[[ Provided data open ]]
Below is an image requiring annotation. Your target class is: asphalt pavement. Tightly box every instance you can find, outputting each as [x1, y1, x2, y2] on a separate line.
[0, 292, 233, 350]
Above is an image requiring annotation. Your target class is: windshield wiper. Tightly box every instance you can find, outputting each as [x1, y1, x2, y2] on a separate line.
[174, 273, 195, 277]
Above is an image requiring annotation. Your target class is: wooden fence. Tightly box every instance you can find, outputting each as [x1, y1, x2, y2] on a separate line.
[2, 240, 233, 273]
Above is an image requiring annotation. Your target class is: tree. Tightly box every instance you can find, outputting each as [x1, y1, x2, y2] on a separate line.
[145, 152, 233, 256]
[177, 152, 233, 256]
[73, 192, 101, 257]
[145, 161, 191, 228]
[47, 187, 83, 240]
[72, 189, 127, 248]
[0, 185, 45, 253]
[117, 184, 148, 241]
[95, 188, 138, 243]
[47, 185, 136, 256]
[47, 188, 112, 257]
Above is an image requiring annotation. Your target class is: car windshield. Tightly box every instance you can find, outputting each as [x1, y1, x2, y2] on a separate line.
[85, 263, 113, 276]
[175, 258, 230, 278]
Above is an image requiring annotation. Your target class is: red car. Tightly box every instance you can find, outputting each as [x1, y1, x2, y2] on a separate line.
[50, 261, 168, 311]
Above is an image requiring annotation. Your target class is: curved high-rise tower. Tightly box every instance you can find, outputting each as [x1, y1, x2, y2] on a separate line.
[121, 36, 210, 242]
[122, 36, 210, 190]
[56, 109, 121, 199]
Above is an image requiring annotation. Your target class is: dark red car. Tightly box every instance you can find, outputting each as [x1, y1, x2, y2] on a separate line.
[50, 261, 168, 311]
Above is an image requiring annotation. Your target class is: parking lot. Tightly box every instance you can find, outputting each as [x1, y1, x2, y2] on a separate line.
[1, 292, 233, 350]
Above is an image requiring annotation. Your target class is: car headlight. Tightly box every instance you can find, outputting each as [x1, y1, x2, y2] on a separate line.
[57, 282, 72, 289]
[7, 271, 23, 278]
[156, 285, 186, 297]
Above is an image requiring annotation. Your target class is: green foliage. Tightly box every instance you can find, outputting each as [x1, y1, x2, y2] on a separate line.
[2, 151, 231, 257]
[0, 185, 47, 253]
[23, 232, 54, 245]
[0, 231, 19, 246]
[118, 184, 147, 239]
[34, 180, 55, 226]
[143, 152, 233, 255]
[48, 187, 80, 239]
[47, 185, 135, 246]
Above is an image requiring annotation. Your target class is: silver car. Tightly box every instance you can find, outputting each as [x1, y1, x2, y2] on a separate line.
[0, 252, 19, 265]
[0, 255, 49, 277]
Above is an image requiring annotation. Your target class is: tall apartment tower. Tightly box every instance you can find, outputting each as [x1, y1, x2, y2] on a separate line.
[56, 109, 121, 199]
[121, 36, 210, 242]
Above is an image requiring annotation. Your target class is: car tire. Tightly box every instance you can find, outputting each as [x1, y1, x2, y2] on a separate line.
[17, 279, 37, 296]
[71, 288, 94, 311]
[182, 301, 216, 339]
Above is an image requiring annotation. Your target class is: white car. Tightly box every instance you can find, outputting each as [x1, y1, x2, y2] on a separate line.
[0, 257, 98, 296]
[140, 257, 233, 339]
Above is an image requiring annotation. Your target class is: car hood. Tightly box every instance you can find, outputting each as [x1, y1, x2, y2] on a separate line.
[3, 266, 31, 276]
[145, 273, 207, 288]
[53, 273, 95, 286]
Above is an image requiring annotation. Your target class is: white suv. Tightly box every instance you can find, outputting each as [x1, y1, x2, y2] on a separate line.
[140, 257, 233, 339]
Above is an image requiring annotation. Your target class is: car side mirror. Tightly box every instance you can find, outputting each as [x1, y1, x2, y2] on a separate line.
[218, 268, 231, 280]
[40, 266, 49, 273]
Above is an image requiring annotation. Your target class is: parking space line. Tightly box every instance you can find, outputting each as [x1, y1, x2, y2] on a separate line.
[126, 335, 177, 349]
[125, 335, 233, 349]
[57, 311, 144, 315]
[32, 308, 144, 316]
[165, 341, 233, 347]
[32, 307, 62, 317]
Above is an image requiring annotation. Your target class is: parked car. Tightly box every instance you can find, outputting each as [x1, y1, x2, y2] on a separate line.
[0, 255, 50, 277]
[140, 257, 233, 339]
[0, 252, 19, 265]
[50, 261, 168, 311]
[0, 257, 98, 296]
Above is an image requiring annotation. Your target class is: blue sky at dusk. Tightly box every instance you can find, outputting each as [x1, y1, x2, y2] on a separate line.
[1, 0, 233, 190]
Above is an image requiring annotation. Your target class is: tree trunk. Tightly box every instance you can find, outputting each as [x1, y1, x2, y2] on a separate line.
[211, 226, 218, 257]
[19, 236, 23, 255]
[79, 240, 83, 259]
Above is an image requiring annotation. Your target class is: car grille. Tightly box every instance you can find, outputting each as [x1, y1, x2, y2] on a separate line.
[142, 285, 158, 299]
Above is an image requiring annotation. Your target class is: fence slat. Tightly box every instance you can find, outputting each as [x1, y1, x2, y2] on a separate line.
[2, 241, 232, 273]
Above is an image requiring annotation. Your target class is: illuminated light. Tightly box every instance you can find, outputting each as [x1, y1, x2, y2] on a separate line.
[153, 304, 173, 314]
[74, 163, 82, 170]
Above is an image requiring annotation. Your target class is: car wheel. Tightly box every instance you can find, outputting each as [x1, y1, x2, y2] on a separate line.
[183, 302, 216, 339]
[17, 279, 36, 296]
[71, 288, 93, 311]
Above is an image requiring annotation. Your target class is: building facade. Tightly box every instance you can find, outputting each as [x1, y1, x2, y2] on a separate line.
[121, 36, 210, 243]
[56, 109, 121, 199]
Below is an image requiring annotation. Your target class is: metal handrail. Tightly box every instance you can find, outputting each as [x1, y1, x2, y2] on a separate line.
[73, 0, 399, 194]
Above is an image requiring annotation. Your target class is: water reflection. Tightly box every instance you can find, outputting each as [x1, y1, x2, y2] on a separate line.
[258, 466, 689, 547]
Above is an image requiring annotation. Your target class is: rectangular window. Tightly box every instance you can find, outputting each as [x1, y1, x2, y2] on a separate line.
[[ Provided data closed ]]
- _Your objective_
Repeat the listing in full, keeping every line exactly as it is.

- _Written response_
Below is an image requiring annotation. Your target class is: asphalt pavement. Tightly box every instance you can find, outputting each as [x1, y1, x2, y2] on a separate line.
[0, 292, 233, 350]
Above is an image requiring annotation. Your target class is: windshield wiper. Tightly box every instance you can find, outputting each as [x1, y1, x2, y2] on a separate line.
[174, 273, 195, 277]
Above is an image requiring annotation. Your target class is: wooden fence. Tightly box every instance you can find, outputting each as [x1, y1, x2, y2] on a separate line.
[2, 240, 233, 273]
Above is an image requiring annotation. Your target class is: tree. Tightly box every instance you can find, outputting each as [x1, y1, x2, y2] on a separate line.
[145, 152, 233, 256]
[177, 152, 233, 256]
[73, 192, 101, 257]
[145, 161, 191, 228]
[47, 187, 83, 240]
[72, 189, 127, 248]
[0, 185, 45, 253]
[117, 184, 148, 241]
[95, 188, 138, 243]
[47, 185, 136, 256]
[47, 188, 112, 257]
Above is an image requiring annotation. Your target class is: car windshield. Tightly box every instance you can find, outputting each as [x1, y1, x2, y2] on a separate line.
[85, 263, 113, 276]
[175, 258, 230, 278]
Above is an image requiring annotation. Your target class is: red car. Tightly box every instance you can find, outputting each as [x1, y1, x2, y2] on a separate line.
[50, 261, 168, 311]
Above is an image requiring annotation. Your target class is: curved high-rise tower. Tightly box every instance you can find, outputting each as [x1, y1, x2, y2] on a separate line.
[121, 36, 210, 242]
[122, 36, 210, 190]
[56, 109, 121, 199]
Above is an image requiring annotation. Your target class is: dark red car. Tightly box every instance you can find, outputting each as [x1, y1, x2, y2] on a separate line.
[50, 261, 168, 311]
Above is an image requiring annotation. Your target class is: parking lot. Tightly box every instance you can find, outputting each as [x1, y1, x2, y2] on a separate line.
[1, 292, 233, 350]
Above is an image requiring annotation. Your target class is: car headlight. Tightly box every instance you can find, outputting each as [x1, y1, x2, y2] on a separate line.
[57, 282, 72, 289]
[7, 271, 23, 278]
[156, 285, 186, 297]
Above is an image requiring annotation. Your target class is: green foliage. Tightly box every instance you can find, outputting each as [x1, y1, x2, y2] on a separate line.
[2, 151, 231, 257]
[0, 185, 47, 253]
[23, 232, 54, 245]
[0, 231, 19, 246]
[118, 184, 147, 239]
[34, 180, 55, 226]
[143, 152, 233, 255]
[48, 187, 80, 239]
[47, 185, 135, 246]
Above is an image requiring annotation. Your target class is: silver car. Tightly box every instance you can find, outputting each as [x1, y1, x2, y2] on a separate line.
[0, 252, 19, 265]
[0, 255, 49, 277]
Above is an image requiring annotation. Your target class is: tall apartment tower. Tightly box every instance you can find, outputting each as [x1, y1, x2, y2] on a separate line.
[56, 109, 121, 199]
[121, 36, 210, 242]
Above is an image requiring annotation. Your target class is: car tire. Tightly box every instance you can find, outputting each as [x1, y1, x2, y2] on a separate line.
[17, 279, 37, 296]
[71, 288, 94, 311]
[182, 301, 216, 339]
Above is an image requiring annotation. Your target class is: white car. Tightly box every instance you can find, outputting each as [x1, y1, x2, y2] on a separate line.
[0, 257, 98, 296]
[140, 257, 233, 339]
Above is an image requiring annotation. Your target class is: car hood. Tightly box every instance you can find, outputting each as [x1, y1, x2, y2] on a separate line.
[3, 266, 31, 276]
[145, 273, 207, 288]
[53, 273, 95, 286]
Above is an image requiring annotation. Your target class is: white suv. Tightly box every instance you can find, outputting each as [x1, y1, x2, y2] on a separate line.
[140, 257, 233, 339]
Above is an image requiring annotation. Your target class is: car side mirror. Tightly box every instance you can find, outputting each as [x1, y1, x2, y2] on a separate line.
[218, 268, 231, 280]
[40, 266, 49, 273]
Above is an image requiring annotation. Your target class is: parking space line. Tightly box every instance you can find, outputting each as [x1, y1, x2, y2] on a separate line.
[126, 335, 177, 349]
[125, 335, 233, 349]
[57, 311, 144, 315]
[32, 308, 144, 316]
[165, 341, 233, 347]
[32, 307, 62, 317]
Above is an image requiring annotation. Your target class is: parked car. Tightly box every instance you can find, outputting each as [x1, y1, x2, y2] on a separate line.
[0, 255, 50, 277]
[140, 257, 233, 339]
[0, 252, 19, 265]
[50, 261, 168, 311]
[0, 257, 98, 296]
Above is an image requiring annotation. Your target class is: blue sky at dusk. Tightly box every instance you can find, outputting each as [x1, y1, x2, y2] on a separate line.
[1, 0, 233, 190]
Above is an image requiring annotation. Your target class is: tree trunk. Tightly box every instance you can find, outputting each as [x1, y1, x2, y2] on a separate line.
[211, 226, 218, 257]
[19, 236, 23, 255]
[79, 240, 83, 259]
Above is an image requiring annotation. Your target class is: car grille. Tightly box every instance you can find, outputting each as [x1, y1, x2, y2] on a separate line.
[142, 285, 158, 299]
Above is an image requiring annotation. Your target class is: fence slat. Tightly box every instance you can find, outputting each as [x1, y1, x2, y2] on a separate line.
[2, 241, 232, 273]
Above is an image requiring annotation. Your target class is: illuminated light. Tightly box every instance you can find, outputting each as [x1, y1, x2, y2] on a separate line.
[153, 304, 173, 314]
[74, 163, 82, 170]
Above is an image requiring annotation. Your target class is: car wheel. Tightly box every instance you can find, outputting each as [x1, y1, x2, y2] on a separate line.
[183, 302, 216, 339]
[17, 279, 36, 296]
[71, 288, 93, 311]
Above is an image requiring annotation. Your target class is: building facade. Tightly box every instance you can find, outputting each as [x1, y1, x2, y2] on a separate line.
[121, 36, 210, 243]
[56, 109, 121, 199]
Below is an image requiring annotation. Your target class is: metal handrail. Tightly box every instance you can find, outputting each as [x1, y1, x2, y2] on a separate line.
[73, 0, 399, 194]
Above is an image requiring annotation. Your target class is: water reflection. Tightly box every instance you can find, outputting each as [x1, y1, x2, y2] on a separate line.
[258, 466, 689, 547]
Above is an image requiring annotation. Your target class is: rectangular window. Tightly box every instance you can find, outputting each as [x1, y1, x2, y2] on a separate line.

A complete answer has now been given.